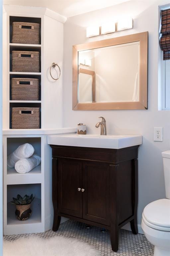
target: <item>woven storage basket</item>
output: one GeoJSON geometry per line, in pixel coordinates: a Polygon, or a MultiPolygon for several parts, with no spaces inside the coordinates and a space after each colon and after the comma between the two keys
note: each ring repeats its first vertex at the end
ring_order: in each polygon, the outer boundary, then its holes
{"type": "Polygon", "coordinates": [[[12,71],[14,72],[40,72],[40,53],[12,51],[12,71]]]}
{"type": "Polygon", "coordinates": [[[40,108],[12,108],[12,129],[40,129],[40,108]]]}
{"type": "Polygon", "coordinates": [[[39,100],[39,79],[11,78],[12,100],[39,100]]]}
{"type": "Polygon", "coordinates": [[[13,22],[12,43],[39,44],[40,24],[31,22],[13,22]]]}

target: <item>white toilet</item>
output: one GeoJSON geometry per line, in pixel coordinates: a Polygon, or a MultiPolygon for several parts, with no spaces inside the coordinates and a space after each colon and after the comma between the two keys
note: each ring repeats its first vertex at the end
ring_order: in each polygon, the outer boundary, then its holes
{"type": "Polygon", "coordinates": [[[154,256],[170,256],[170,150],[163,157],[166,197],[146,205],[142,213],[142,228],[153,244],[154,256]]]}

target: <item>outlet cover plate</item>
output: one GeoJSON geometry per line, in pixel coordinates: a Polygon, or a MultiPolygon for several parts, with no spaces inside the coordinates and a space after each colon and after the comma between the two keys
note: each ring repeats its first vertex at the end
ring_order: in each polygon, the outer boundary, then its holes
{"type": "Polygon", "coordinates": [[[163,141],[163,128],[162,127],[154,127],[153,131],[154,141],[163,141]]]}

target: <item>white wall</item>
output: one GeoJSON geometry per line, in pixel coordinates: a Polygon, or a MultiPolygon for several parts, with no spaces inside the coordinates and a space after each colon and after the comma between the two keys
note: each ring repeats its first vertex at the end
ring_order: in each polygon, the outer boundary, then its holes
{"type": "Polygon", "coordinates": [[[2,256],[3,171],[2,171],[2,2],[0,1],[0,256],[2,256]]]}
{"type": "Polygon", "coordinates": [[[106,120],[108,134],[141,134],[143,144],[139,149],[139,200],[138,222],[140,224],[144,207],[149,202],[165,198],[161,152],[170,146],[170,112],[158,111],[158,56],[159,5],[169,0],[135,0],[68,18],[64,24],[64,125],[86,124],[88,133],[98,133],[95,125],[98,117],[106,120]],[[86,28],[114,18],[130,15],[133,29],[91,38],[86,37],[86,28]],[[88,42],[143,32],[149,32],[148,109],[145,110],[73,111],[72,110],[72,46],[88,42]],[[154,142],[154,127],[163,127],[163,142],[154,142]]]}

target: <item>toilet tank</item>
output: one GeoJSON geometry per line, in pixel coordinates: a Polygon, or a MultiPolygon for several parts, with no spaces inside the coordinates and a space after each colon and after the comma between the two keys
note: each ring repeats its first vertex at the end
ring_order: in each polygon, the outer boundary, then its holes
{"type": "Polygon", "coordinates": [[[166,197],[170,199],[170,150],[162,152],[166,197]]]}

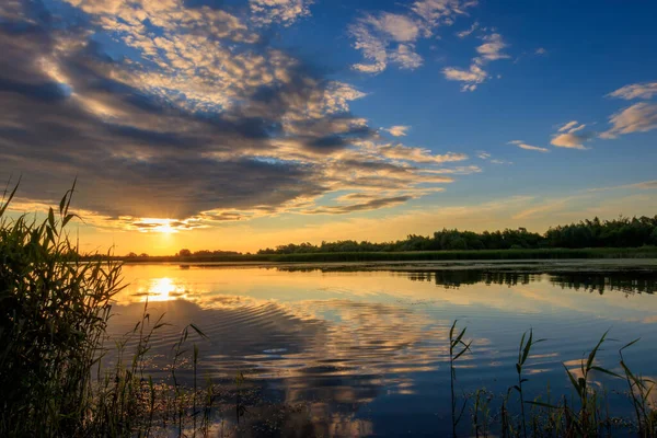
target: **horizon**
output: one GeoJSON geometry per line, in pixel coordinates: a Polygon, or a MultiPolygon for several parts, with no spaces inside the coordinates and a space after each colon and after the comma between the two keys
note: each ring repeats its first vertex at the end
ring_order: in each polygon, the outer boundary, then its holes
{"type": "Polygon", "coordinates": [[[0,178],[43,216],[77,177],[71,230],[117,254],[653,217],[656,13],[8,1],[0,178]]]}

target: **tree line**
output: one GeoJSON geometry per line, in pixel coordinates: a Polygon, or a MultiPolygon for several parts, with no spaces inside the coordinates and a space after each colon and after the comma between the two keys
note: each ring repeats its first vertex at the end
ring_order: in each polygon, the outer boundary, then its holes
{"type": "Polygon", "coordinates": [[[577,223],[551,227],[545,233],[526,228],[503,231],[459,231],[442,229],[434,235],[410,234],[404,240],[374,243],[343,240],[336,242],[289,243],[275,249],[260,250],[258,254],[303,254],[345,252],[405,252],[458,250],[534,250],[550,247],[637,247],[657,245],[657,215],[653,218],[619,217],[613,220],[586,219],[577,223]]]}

▶ **Exercise brief**
Give every line of the data above as a JSON list of strings, one string per line, with blank lines and the picture lines left out.

▶ **Result of the exercise**
[
  "target: <item>woven storage basket</item>",
  "output: one GeoJSON geometry per line, in pixel coordinates: a Polygon, or a MultiPolygon for several parts, with no spaces inside the coordinates and a space after each colon and after the comma between the two keys",
  "note: each ring repeats its first vertex at the end",
  "ring_order: in each polygon, the outer boundary, then its holes",
  "{\"type\": \"Polygon\", \"coordinates\": [[[12,71],[14,72],[40,72],[40,53],[12,51],[12,71]]]}",
  "{\"type\": \"Polygon\", \"coordinates\": [[[40,108],[12,108],[12,129],[40,129],[40,108]]]}",
  "{\"type\": \"Polygon\", \"coordinates\": [[[39,100],[39,79],[11,78],[12,100],[39,100]]]}",
  "{\"type\": \"Polygon\", \"coordinates\": [[[13,22],[12,43],[39,44],[40,24],[31,22],[13,22]]]}",
  "target: <item>white toilet</item>",
  "output: one GeoJSON geometry per line, in pixel coordinates: a Polygon, or a MultiPolygon for several parts, with no spaces inside the coordinates and a space after each colon and after the comma between the two keys",
  "note: each ring repeats its first vertex at the end",
  "ring_order: in each polygon, the outer boundary, then its holes",
  "{\"type\": \"Polygon\", \"coordinates\": [[[154,256],[170,256],[170,150],[163,157],[166,197],[146,205],[142,213],[142,228],[153,244],[154,256]]]}",
  "target: <item>outlet cover plate</item>",
  "output: one GeoJSON geometry per line, in pixel coordinates: a Polygon, or a MultiPolygon for several parts, with no spaces inside the coordinates and a space after each colon and after the comma between the two keys",
  "note: each ring repeats its first vertex at the end",
  "ring_order: in each polygon, the outer boundary, then its holes",
  "{\"type\": \"Polygon\", \"coordinates\": [[[163,141],[163,128],[162,127],[154,127],[153,131],[154,141],[163,141]]]}",
  "target: <item>white wall</item>",
  "output: one GeoJSON geometry per line, in pixel coordinates: a Polygon, or a MultiPolygon for several parts, with no spaces inside the coordinates and a space after each colon and after the comma between the two keys",
  "note: each ring repeats its first vertex at the end",
  "ring_order: in each polygon, the outer boundary, then its holes",
  "{\"type\": \"Polygon\", \"coordinates\": [[[2,256],[3,171],[2,171],[2,2],[0,1],[0,256],[2,256]]]}",
  "{\"type\": \"Polygon\", \"coordinates\": [[[106,120],[108,134],[141,134],[143,144],[139,149],[139,200],[138,222],[140,224],[144,207],[149,202],[165,198],[161,152],[170,146],[170,112],[158,111],[158,56],[159,5],[169,0],[135,0],[68,18],[64,24],[64,125],[86,124],[88,133],[98,133],[95,125],[98,117],[106,120]],[[86,28],[114,18],[130,15],[133,29],[91,38],[86,37],[86,28]],[[88,42],[143,32],[149,32],[148,109],[145,110],[73,111],[72,110],[72,46],[88,42]],[[154,142],[154,127],[163,127],[163,142],[154,142]]]}",
  "target: <item>toilet tank</item>",
  "output: one GeoJSON geometry per line, in pixel coordinates: a Polygon, or a MultiPolygon for several parts, with no spaces inside the coordinates and a space after each colon and after the comma between the two keys",
  "note: each ring repeats its first vertex at the end",
  "ring_order: in each polygon, the outer boundary, then its holes",
  "{\"type\": \"Polygon\", \"coordinates\": [[[166,197],[170,199],[170,150],[162,152],[166,197]]]}",
  "target: **horizon**",
  "output: one GeoJSON geometry per line, in pixel coordinates: a Polygon, or a MultiPolygon for several parts, with no spaces inside the coordinates and a space after each colon and after the comma between the two keys",
  "note: each ring repeats its first vertex at the end",
  "ring_order: in each polygon, the outer boundary, then its holes",
  "{\"type\": \"Polygon\", \"coordinates\": [[[0,178],[43,216],[77,177],[71,230],[117,254],[653,217],[656,13],[8,1],[0,178]]]}",
  "target: **tree line**",
  "output: one GeoJSON geometry per line, in pixel coordinates: a Polygon, or a MultiPolygon for several parts, with no spaces inside the coordinates and a space after each colon and after the comma between the two keys",
  "note: each ring repeats its first vertex at the end",
  "ring_order: in each polygon, the outer boundary, then its holes",
  "{\"type\": \"Polygon\", \"coordinates\": [[[577,223],[551,227],[545,233],[526,228],[503,231],[459,231],[442,229],[434,235],[410,234],[404,240],[374,243],[343,240],[336,242],[289,243],[275,249],[260,250],[258,254],[303,254],[345,252],[405,252],[458,250],[534,250],[550,247],[637,247],[657,245],[657,215],[653,218],[619,217],[613,220],[586,219],[577,223]]]}"
]